Pointing and labeling entries
• • • •
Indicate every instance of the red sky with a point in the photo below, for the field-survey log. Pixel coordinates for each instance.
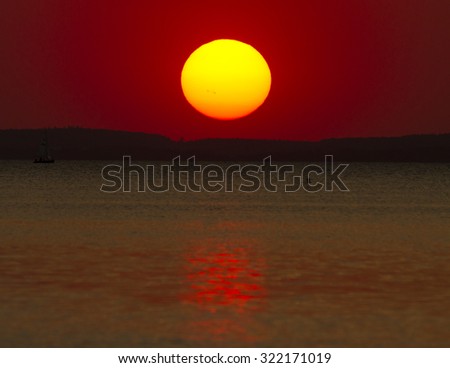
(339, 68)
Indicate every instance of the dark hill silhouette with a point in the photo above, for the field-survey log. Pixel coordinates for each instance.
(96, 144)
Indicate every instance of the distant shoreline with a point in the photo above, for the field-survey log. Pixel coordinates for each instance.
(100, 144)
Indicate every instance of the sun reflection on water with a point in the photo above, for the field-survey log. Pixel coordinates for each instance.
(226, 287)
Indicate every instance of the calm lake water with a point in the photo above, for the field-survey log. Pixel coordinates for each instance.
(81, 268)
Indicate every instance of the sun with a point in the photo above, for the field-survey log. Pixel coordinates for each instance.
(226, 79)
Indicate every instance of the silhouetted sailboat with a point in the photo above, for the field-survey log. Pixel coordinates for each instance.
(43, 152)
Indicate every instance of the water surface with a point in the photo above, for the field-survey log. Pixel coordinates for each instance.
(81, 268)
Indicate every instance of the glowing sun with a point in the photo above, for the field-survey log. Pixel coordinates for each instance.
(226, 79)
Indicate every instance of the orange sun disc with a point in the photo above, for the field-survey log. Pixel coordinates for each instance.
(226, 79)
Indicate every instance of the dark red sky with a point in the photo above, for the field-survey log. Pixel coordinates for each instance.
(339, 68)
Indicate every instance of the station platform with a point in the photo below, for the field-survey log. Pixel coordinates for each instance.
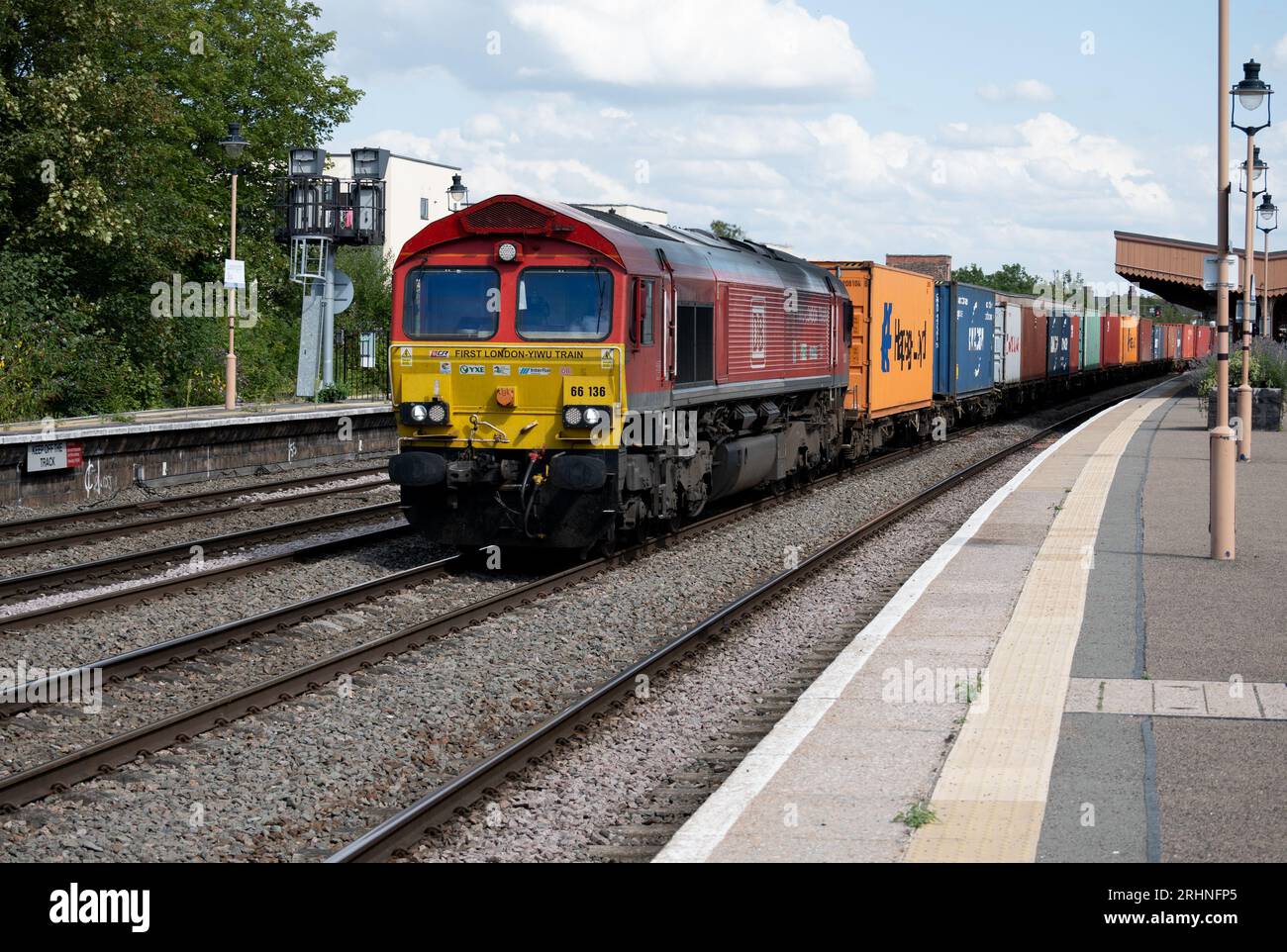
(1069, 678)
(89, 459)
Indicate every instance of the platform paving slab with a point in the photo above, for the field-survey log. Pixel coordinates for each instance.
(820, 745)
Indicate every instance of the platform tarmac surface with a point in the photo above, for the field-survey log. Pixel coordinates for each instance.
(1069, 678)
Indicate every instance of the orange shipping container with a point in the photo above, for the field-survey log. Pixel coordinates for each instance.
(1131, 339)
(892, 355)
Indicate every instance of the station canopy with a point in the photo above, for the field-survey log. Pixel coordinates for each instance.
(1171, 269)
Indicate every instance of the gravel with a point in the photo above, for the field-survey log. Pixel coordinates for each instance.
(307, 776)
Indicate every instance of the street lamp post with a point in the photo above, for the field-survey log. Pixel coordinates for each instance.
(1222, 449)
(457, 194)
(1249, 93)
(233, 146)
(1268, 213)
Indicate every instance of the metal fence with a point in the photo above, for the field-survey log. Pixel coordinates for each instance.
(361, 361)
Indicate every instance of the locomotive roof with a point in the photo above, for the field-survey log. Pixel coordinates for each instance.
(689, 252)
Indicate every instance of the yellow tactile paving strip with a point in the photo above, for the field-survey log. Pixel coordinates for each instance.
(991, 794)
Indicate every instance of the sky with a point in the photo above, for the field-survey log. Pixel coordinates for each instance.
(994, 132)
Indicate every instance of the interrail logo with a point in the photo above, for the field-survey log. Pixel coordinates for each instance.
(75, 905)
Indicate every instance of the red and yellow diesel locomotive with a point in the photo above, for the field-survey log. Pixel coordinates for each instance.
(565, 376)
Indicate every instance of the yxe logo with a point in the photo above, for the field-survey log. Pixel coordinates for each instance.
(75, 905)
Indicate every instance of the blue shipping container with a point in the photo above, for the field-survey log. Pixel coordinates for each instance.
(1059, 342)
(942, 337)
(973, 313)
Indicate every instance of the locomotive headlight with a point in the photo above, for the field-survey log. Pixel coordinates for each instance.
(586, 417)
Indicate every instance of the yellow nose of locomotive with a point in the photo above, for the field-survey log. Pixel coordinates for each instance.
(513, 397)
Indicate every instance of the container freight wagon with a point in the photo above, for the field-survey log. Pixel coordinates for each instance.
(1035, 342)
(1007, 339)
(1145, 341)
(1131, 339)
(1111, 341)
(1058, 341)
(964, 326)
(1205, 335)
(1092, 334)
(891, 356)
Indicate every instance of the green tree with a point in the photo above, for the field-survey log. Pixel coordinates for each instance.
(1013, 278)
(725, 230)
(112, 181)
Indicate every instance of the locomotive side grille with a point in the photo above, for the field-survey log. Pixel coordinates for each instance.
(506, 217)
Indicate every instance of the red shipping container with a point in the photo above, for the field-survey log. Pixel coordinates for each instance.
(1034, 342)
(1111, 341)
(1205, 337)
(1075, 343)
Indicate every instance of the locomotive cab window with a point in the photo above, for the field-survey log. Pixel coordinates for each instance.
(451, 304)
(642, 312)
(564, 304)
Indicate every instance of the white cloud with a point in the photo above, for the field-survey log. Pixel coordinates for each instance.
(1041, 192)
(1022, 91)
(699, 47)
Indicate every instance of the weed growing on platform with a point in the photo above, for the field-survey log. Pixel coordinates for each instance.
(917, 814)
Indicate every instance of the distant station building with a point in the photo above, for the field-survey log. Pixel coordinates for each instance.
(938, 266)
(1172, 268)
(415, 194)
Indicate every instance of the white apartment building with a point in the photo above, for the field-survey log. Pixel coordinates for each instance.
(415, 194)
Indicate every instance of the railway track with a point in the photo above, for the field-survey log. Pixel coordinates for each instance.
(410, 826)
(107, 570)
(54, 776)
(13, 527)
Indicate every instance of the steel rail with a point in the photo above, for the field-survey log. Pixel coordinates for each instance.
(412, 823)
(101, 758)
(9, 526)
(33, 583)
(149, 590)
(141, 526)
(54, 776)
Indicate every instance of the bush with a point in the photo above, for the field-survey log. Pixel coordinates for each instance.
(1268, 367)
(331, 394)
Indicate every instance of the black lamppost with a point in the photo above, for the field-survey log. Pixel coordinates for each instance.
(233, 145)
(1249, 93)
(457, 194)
• • • •
In your copy, leave out the pictures and reproduce the material above exactly.

Indicate every instance of the red sky with a point in the photo below, for the field-survey log. Pixel coordinates for each instance.
(339, 68)
Indicate every instance of the dark hill silhouette with a point in the photo above, for the field-survey log. Pixel coordinates for each instance.
(96, 144)
Indicate every instance of the distant shoreline with a point in the photo above, for the field-survey log. Pixel coordinates for each instance.
(100, 144)
Indicate every instance of the sun reflection on water with a point in the photo above, for the field-survey log. Pixel coordinates for each instance.
(226, 287)
Indicate every instance of the calm lake water with a point in the photo above, for the field-survey log. Pixel coordinates for each instance.
(81, 268)
Indicate every instance of the sun with a point in the photo above, for the field-survey log. Pixel coordinates for each instance.
(226, 79)
Indicate every instance of the silhouetted sailboat with a point in the photo above, for the field-survey log. Pixel coordinates for each instance.
(43, 152)
Indicate every instance of the water surface with a point in the photo above, for the field-survey log. Pixel coordinates for each instance.
(81, 268)
Indicate every instance of the glowing sun with a point in the photo above, for the field-survey log. Pixel coordinates for each instance.
(226, 79)
Indicate every instance of the orange sun disc with a point in the photo above, for the field-survey log. Pixel coordinates for each instance.
(226, 79)
Indicate every instance of the dark red sky with a point in the photo above, for the field-survey log. Pixel coordinates for each instance.
(339, 68)
Indicate every instance of the station platform with a point in the photo below, for the field-survey log. Pixel coordinates for each instance.
(1069, 678)
(89, 459)
Indicate every instance of the platform paving slab with a point in the photo above, for the field-survey log. Pixel coordinates for each instance.
(820, 745)
Indicate every instance of the platform tarmac surface with a point in the photo above, for the field-survey log. Pixel coordinates for each instance.
(1069, 678)
Indicate every instance of the orange shipping container with a point in the photo above, for the field-survey log. Pixel coordinates for each instance.
(1131, 339)
(892, 355)
Indicate every instance of the station canopy with a point in the photo above, for the field-survey log. Pixel coordinates for each instance.
(1171, 269)
Indicate every instance of the gravel with a point in the photo above, for the field-survey log. Pixel coordinates for each instance.
(307, 776)
Indicate every instance of the street lamp post with a point in the photo above, for the field-survey log. Pixel coordinates for each instance.
(1222, 449)
(457, 194)
(1249, 93)
(233, 146)
(1268, 213)
Indicate every instance of the metal fence with a point in the photo above, for the field-survey log. Pixel coordinates for each instance.
(361, 361)
Indicate every instance of the locomotive roof with a point in the photo above, for the field-survey log. Pixel coordinates for each instance.
(689, 252)
Indicate every instance of the yellow tactile paving strip with a point in the photo above, for the field-survey log. Pixel coordinates for each instance.
(991, 794)
Indicate every instance of the sky with a point in the photo above, for the field-survey log. Pixel coordinates for each instance.
(994, 132)
Indicate every instance of the interrail logo with a point in the photo above, for the field-survey log. Pixel coordinates for each instance.
(75, 905)
Indicate every instance of the red and yellow diesel locomotive with a point in the photo above, for the field-survey log. Pixel coordinates for each instance.
(565, 376)
Indicate every instance of the yxe logo with a point in the photo above, for the field-survey log. Pixel coordinates for each instance.
(75, 905)
Indicate every instance of the blue shipping container with a point in the photo above, for the field-survey log. Pixel coordinates for each instance.
(1059, 342)
(942, 337)
(973, 313)
Indicate every instance of the locomotive headlight with a point in the photo above, for the field-survey log. Pixel coordinates for each instance.
(586, 417)
Indicate every instance of the yellow nose of locomotive with a point in the photo above, for the field-survey log. Pixel coordinates for each instance.
(513, 397)
Indicate every instance of the container freight wagon with a point in the photo above, for the field-survey log. Pixel coordinates for each instance.
(1035, 342)
(1007, 339)
(1145, 341)
(1131, 339)
(1111, 341)
(1058, 341)
(964, 326)
(1205, 335)
(1092, 334)
(891, 356)
Indicate every instance of the green tree with a point in the photo above, for the field-survey log. Pixel coordinates for each instance.
(1013, 278)
(725, 230)
(112, 181)
Indicate every instance of the locomotive side grille with a point in the photo above, for the field-survey log. Pixel coordinates for each instance.
(506, 217)
Indicate every instance of the red shipping container with a point in the photo above, for the field-survey log. Pixel coordinates for each instance.
(1034, 342)
(1111, 341)
(1205, 337)
(1075, 343)
Indicate every instance of the locomotive cab window with a point in the photo above, for the field-survey log. Pixel coordinates for each instance.
(451, 304)
(642, 312)
(564, 304)
Indicate every instance of the white cloud with a point in the photo above, for the field-survey log. Pixel coordinates for each instance.
(1041, 192)
(1022, 91)
(699, 47)
Indicate every instance of the weed growing on platform with a point in the photo above, for the field-survey log. Pixel coordinates for each instance.
(917, 814)
Indicate every instance of the distant station building with a point in the photo above, for the field-survey log. Pixel coordinates for each instance.
(938, 266)
(1172, 268)
(415, 194)
Indicate every instance of the white apartment building with a point in the photo above, for the field-survey log. Pixel coordinates for each instance.
(415, 194)
Indicate every instance of the railway track with a point in the photo above, for the field-survey log. Pixel coordinates for each instance.
(410, 826)
(107, 570)
(54, 776)
(13, 527)
Indicate every instance of the steel rail with a point in the photo above, for the field-survey log. Pixel coordinates for each instance.
(412, 823)
(101, 758)
(9, 526)
(33, 583)
(149, 590)
(141, 526)
(54, 776)
Indicate every instance of the bush with a point in the photo above, for the field-survey log. Pixel coordinates for each instance.
(1268, 367)
(331, 394)
Indicate every instance of the black lamppost with a point in the photo above, for the field-survey log. Pixel coordinates for each instance.
(233, 145)
(1249, 93)
(457, 194)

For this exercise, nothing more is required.